**Required action A:**
In the passage about fall arriving, what did the writer see on the drive to work this morning?
**Required action B:**
Which items of clothing does the writer say they are wearing in the passage about fall arriving?
**Required action C:**
Carry on the passage about fall arriving, starting after its final sentence.

**Selected excerpt:**
= Beginning of Section =
I have the urge to cook. School has started. Geese are making Vs. The air is turning breath white. Venti vanilla nonfat no whip mocha every morning for a week straight. At night in our bed, instead of being two island nations in a sea of white cotton, with clearly defined international waters, there is continental drift and instead of whining that I’m haaaaaaaahtgitaway, I’m grateful for the blast furnace of body heat. This morning, on my drive to work, I saw a low cloud settling in a valley, looking very much like the steam over a pot of simmering soup. I’m wearing my standard issue grey cashmere cardigan over jeans and also socks with my loafers and it feels just right. Fall is definitely here.
= End of Section =
**Data records:**
= Beginning of Section =
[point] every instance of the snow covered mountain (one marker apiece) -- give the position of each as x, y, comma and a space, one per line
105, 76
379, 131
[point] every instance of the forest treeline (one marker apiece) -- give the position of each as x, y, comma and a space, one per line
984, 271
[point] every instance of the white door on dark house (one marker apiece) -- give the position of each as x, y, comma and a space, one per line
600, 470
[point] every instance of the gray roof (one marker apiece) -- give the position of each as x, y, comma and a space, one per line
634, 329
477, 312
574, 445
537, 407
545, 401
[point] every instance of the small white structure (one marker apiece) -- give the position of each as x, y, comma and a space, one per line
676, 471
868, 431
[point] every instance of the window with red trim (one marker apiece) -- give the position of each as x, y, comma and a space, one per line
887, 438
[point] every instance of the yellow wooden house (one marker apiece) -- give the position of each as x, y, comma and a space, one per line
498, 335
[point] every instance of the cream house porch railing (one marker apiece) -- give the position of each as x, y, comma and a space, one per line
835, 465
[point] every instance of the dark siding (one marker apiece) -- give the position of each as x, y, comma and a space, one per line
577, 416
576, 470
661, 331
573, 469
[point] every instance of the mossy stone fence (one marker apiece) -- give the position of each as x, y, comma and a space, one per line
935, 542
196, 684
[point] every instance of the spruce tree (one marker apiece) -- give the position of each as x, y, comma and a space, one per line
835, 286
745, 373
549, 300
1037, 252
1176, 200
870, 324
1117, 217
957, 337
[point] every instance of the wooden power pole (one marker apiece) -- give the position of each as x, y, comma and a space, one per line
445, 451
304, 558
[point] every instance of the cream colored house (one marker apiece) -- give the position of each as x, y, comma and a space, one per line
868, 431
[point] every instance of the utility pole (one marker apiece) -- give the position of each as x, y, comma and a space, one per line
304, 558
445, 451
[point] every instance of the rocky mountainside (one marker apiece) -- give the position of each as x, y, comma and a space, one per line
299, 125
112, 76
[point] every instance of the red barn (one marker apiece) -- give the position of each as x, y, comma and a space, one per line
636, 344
= End of Section =
**Task response A:**
A low cloud settling in a valley, looking very much like the steam over a pot of simmering soup.

**Task response B:**
- A standard issue grey cashmere cardigan
- Jeans
- Socks
- Loafers

**Task response C:**
I had a few conundrums with school, first taking the same Dr. O’Henry Award that I did the last two semesters, but his class got cancelled due to low enrollment. Then I switched to a Women Writers class, which I learned on the first day of school was actually a Native American Women Writers class. Since I actually know two highly-acclaimed Native American women writers and have studied their work and the work of others extensively as an undergrad (in fact, I think that if I concentrated hard enough, I could glurt out an exact replica of Leslie Marmon Silko’s Ceremony) I looked at the book list and just wasn’t excited about going down that road again when I had so many missing pieces of my educational experience. So, I ended up in another fiction workshop. Which means I have to write some fiction. Stupid details. Yeah, I have no idea what I’m going to write, but since something’s due next week, I guess I’d better come up with something fast. During, you know, the five minutes of spare time I have.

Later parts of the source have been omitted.